* [Task prompt] Echo the material below starting at the line that contains "Would you be able to point at the man's" and continuing through its last line.

___

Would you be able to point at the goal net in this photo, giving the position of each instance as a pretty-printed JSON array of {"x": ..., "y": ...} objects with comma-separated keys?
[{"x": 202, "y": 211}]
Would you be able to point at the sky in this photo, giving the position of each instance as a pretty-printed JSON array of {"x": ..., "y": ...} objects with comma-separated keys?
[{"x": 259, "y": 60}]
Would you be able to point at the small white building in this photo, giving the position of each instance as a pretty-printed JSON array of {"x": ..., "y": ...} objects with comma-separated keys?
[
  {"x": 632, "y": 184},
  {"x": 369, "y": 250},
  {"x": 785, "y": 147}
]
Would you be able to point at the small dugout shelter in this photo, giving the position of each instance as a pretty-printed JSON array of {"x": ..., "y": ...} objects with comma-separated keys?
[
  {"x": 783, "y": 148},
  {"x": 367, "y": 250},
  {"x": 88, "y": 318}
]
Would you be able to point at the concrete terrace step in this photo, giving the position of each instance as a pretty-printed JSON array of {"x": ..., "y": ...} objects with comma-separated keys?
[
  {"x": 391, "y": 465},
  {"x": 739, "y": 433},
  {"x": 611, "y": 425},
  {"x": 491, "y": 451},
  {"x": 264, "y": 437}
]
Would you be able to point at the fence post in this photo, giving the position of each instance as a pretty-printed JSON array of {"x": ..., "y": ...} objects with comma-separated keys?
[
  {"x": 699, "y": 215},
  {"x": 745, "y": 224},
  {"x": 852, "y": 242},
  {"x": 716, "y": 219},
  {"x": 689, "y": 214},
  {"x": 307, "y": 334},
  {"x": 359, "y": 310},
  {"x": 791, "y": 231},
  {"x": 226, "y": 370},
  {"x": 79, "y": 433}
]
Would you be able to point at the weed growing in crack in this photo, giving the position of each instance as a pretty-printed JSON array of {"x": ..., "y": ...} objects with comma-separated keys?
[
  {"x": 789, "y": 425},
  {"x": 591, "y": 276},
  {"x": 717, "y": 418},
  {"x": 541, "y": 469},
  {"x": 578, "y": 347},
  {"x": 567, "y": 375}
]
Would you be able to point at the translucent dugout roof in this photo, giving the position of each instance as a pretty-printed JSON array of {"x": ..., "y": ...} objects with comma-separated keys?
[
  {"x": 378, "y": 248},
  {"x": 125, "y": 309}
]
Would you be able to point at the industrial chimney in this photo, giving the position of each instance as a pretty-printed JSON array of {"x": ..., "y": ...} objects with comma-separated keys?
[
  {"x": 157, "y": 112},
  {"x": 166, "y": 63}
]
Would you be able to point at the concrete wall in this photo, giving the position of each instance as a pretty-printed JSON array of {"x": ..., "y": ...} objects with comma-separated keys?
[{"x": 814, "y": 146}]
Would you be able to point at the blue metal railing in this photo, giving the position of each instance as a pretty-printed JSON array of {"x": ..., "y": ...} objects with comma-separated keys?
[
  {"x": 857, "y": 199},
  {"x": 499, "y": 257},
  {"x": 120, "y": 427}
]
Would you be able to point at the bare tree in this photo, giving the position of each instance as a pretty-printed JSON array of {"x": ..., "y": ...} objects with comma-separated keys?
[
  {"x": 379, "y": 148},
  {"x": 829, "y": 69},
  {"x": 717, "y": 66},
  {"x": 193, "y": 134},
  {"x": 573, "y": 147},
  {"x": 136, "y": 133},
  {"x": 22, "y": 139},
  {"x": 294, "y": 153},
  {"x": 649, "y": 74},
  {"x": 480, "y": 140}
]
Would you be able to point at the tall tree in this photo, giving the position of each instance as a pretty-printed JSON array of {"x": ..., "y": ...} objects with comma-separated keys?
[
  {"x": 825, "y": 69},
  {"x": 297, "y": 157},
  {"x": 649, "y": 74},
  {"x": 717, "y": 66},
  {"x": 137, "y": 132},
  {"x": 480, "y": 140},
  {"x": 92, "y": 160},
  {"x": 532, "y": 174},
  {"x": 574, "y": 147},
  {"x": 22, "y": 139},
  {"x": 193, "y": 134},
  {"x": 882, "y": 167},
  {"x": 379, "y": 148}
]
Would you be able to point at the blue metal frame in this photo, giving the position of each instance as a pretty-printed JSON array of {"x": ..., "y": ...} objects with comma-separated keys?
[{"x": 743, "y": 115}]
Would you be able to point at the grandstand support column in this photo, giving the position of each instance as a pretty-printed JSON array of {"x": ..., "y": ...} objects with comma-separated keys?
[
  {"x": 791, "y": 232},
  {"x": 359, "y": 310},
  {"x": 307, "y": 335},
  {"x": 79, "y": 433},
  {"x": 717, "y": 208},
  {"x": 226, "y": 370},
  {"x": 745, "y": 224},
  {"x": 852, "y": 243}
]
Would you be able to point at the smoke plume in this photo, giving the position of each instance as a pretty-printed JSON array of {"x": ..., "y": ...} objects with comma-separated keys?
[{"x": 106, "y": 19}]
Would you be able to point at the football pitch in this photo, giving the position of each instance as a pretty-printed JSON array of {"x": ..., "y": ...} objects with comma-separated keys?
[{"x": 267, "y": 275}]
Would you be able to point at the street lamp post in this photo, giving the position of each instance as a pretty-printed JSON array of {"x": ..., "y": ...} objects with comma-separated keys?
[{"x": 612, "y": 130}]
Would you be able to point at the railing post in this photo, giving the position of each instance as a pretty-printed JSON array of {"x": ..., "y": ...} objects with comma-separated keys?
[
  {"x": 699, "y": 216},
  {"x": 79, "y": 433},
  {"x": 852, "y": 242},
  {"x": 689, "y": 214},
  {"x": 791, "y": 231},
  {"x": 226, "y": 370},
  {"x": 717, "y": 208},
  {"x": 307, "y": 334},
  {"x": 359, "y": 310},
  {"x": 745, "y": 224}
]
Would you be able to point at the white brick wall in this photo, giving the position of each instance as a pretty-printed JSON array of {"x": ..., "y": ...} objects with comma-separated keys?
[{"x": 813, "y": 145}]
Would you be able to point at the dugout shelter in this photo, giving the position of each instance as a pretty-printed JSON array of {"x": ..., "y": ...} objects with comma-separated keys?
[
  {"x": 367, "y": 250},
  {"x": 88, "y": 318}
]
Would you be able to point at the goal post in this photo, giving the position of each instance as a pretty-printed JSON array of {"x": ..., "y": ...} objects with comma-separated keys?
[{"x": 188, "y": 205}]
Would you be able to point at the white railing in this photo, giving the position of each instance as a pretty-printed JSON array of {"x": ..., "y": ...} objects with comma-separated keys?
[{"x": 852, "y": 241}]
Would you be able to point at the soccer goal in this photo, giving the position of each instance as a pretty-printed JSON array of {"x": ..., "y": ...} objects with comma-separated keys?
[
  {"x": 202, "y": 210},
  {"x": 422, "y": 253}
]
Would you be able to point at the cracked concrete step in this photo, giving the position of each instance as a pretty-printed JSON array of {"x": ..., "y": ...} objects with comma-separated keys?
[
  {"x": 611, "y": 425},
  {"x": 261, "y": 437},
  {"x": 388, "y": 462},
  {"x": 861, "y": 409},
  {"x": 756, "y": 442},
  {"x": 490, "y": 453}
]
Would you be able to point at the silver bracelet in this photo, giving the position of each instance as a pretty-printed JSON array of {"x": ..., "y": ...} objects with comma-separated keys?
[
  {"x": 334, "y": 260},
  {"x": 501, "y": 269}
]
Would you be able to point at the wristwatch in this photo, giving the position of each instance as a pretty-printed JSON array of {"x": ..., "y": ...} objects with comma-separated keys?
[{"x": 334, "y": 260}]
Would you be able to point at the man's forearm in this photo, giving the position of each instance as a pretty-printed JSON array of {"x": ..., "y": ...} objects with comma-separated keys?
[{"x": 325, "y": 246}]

___

* [Problem solution]
Would you be able to point at the man's forearm in this photo, giving the position of each instance as a pretty-printed JSON array of {"x": ..., "y": ...} objects with comma-separated keys?
[{"x": 325, "y": 246}]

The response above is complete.